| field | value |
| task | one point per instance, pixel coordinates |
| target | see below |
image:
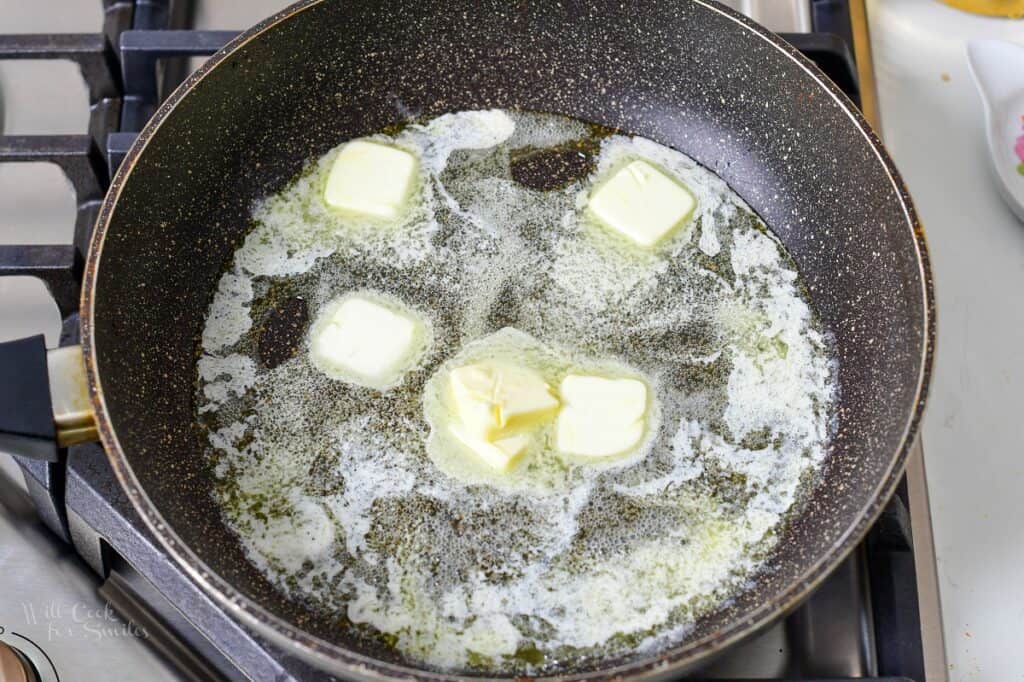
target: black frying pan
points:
(687, 74)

⁂

* _Work item_:
Write out every line of the entries above exactly, and omit their pictures.

* _Answer below_:
| field | value |
| task | one point per instance, pixel coordinates |
| target | see below |
image:
target: black frying pan
points:
(687, 74)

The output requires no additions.